## TRAVAIL DEMANDÉ
Répondez aux questions suivantes à partir de l'extrait sur la promotion de M. A... à l'Opéra national de Bordeaux.
(a) En quelle année M. A... a-t-il réussi l'examen de technicien professionnel de deuxième classe ?
(b) À quelle date le président de l'Opéra national de Bordeaux a-t-il écrit au président du centre de gestion de la Gironde ?
(c) D'après l'article 34 de la loi du 26 janvier 1984, qui crée les emplois de chaque collectivité ou établissement ?
:: TEXTE CITÉ ::
3. En premier lieu, il ressort des dispositions précitées que si la réussite de M. A... en 2013 à l'examen de technicien professionnel de deuxième classe lui donnait vocation à être inscrit sur la liste d'aptitude correspondant à son cadre d'emplois, elle ne lui conférait toutefois aucun droit à être inscrit sur cette liste et à être promu dans ledit grade de technicien de deuxième classe. En outre, M. A... a effectivement été proposé, chaque année, à compter de sa réussite à cet examen professionnel, par l'Opéra national de Bordeaux, en vue de son inscription sur cette liste d'aptitude. Le président de l'Opéra national de Bordeaux a même adressé le 20 mai 2016 au président du centre de gestion de la fonction publique territoriale de la Gironde une lettre dans laquelle il attirait son attention sur la situation particulièrement méritante de M. A.... Si la commission administrative paritaire a systématiquement rendu un avis défavorable depuis 2013 à ces demandes et si le président du centre de gestion de la Gironde auquel était affilié l'Opéra de Bordeaux n'a jamais inscrit M. A... sur cette liste parce que le nombre des agents du même cadre d'emplois que le sien ayant vocation à y être inscrits est supérieur au nombre d'inscriptions possibles au regard notamment de la règle des quotas prévue par l'article 9 du décret du 22 mars 2010 susmentionné, il ne résulte pas de cette situation de fait et de droit que l'Opéra national de Bordeaux aurait commis une faute de nature à engager sa responsabilité, même si les évaluations de M. A... ont toujours été excellentes et si ses qualités professionnelles sont reconnues. Celui-ci ne conteste d'ailleurs pas que les agents inscrits sur la liste d'aptitude relevant de son cadre d'emploi présentaient une valeur professionnelle supérieure à la sienne.
4. En second lieu, l'Opéra national de Bordeaux n'était pas l'autorité compétente pour l'inscription de M. A... sur la liste d'aptitude au grade de technicien de deuxième classe. Il suit de là que c'est sans portée utile que le requérant soutient que l'Opéra national de Bordeaux se serait placé en situation de compétence liée par les avis défavorables rendus par la commission administrative paritaire préalablement aux demandes d'inscription sur cette liste.
5. Il résulte de ce qui précède que l'absence d'inscription de M. A... sur une liste d'aptitude ne résulte pas d'une faute de l'Opéra national de Bordeaux.
En ce qui concerne la faute tenant à l'absence de création d'un emploi :
6. Aux termes de l'article 34 de la loi du 26 janvier 1984 " Les emplois de chaque collectivité ou établissement sont créés par l'organe délibérant de la collectivité ou de l'établissement. La délibération précise le grade ou, le cas échéant, les grades correspondant à l'emploi créé. Elle indique, le cas échéant, si l'emploi peut également être pourvu par un agent contractuel sur le fondement de l'article 3-3. Dans ce cas, le motif invoqué, la nature des fonctions, les niveaux de recrutement et de rémunération de l'emploi créé sont précisés. Aucune création d'emploi ne peut intervenir si les crédits disponibles au chapitre budgétaire correspondant ne le permettent. ".
:::
:: JEU DE DONNÉES ::
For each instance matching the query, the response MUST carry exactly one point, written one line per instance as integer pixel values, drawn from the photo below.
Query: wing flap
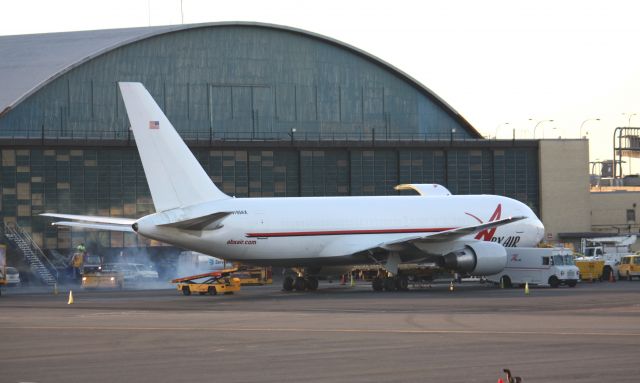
:::
## RÉPONSE ATTENDUE
(a) En 2013.
(b) Le 20 mai 2016.
(c) L'organe délibérant de la collectivité ou de l'établissement.